### Data for the task
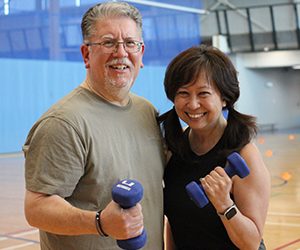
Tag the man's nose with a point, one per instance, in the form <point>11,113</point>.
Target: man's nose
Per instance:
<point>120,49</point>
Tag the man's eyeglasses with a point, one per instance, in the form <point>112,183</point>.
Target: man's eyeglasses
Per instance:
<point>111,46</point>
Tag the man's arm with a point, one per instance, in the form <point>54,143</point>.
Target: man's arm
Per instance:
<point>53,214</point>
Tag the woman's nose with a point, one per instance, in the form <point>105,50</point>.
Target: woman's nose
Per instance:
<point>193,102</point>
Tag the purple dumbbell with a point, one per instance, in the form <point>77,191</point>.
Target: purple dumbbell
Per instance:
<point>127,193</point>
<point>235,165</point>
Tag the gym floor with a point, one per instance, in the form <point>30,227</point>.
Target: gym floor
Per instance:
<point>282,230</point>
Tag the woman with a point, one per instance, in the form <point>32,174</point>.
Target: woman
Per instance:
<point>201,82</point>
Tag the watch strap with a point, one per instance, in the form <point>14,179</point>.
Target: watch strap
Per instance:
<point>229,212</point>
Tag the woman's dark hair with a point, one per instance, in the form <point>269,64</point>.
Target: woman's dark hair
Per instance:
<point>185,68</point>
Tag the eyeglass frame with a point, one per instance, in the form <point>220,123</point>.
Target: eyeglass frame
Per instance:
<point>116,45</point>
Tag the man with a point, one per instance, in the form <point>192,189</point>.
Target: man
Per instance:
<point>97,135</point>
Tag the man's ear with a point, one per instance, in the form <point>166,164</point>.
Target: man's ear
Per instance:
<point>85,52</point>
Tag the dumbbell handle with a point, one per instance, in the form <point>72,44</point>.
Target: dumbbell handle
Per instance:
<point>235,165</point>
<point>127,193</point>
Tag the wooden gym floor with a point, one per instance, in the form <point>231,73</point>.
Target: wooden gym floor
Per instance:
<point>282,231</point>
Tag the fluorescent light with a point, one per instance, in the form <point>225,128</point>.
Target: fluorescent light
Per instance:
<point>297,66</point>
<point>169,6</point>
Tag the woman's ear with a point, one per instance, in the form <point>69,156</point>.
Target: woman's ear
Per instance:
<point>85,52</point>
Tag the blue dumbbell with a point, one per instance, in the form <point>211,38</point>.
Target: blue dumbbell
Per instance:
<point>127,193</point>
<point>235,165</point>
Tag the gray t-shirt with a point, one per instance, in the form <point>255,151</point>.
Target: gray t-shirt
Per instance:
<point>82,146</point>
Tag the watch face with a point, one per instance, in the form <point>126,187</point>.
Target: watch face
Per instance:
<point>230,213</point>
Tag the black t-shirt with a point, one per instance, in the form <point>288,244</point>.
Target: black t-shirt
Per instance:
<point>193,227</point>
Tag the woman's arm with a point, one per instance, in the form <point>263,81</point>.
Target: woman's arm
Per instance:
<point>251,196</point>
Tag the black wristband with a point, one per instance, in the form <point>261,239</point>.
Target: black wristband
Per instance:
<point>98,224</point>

---

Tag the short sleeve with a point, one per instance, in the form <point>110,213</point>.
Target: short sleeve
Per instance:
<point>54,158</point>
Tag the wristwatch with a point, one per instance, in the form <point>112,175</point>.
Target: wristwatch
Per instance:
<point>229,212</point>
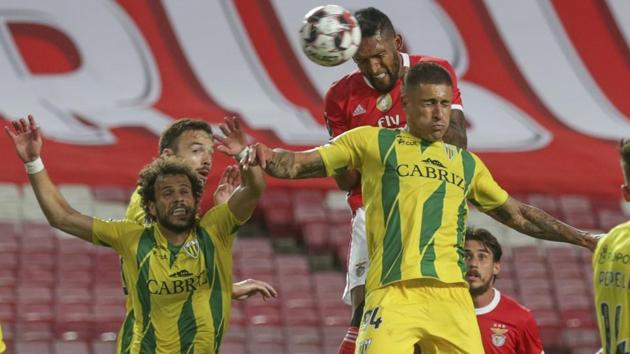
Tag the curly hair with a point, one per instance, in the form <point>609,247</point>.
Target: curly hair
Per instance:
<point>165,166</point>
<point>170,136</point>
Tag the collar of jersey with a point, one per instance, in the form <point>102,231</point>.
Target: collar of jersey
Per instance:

### Exercise objective
Set down again, word for word, the stretch of records from the line with "Tag the man's nose" to the line with "Target: dumbbell handle", both of those lines included.

### Solution to this problem
Tag the man's nose with a point, one per instance, in the form <point>11,113</point>.
Target: man's nose
Per instance:
<point>120,49</point>
Tag the man's eyeglasses with a point, one per instance, in the form <point>112,183</point>.
Target: man's eyeglasses
Per instance:
<point>111,46</point>
Tag the man's arm with a point, one per instance, in the form <point>54,143</point>.
Target: man's arm
Per instance:
<point>53,214</point>
Tag the woman's nose with a point, one per instance, in the form <point>105,50</point>.
Target: woman's nose
Per instance:
<point>193,102</point>
Tag the purple dumbbell with a point, one per instance, in the form <point>77,191</point>.
Target: purple dumbbell
Per instance:
<point>127,193</point>
<point>235,165</point>
Tag the gym floor with a point, one per instance, in the form <point>30,227</point>.
Target: gym floor
Per instance:
<point>282,230</point>
Tag the woman with a point, one per instance, in the form <point>32,174</point>.
Target: woman
Per instance:
<point>201,82</point>
Tag the watch strap with a point, one per instance, in the form <point>14,179</point>.
Target: watch strap
Per instance:
<point>229,212</point>
Tag the woman's dark hair with a point, one per instance, in the form <point>269,64</point>.
Target: woman's dark hair
Per instance:
<point>185,68</point>
Tag the eyeglass frame with a point, one per instance, in the form <point>220,123</point>.
Target: eyeglass frame
Per instance:
<point>116,45</point>
Tag the man with a point, one per instance, in the form <point>192,189</point>.
Target: man
Per instance:
<point>97,135</point>
Tag the man's ear with a point, one per instance, in the form <point>166,164</point>.
Target: man's ear
Per instance:
<point>85,52</point>
Tag the dumbbell handle with a point, one per instance, in the form <point>72,44</point>.
Target: dumbbell handle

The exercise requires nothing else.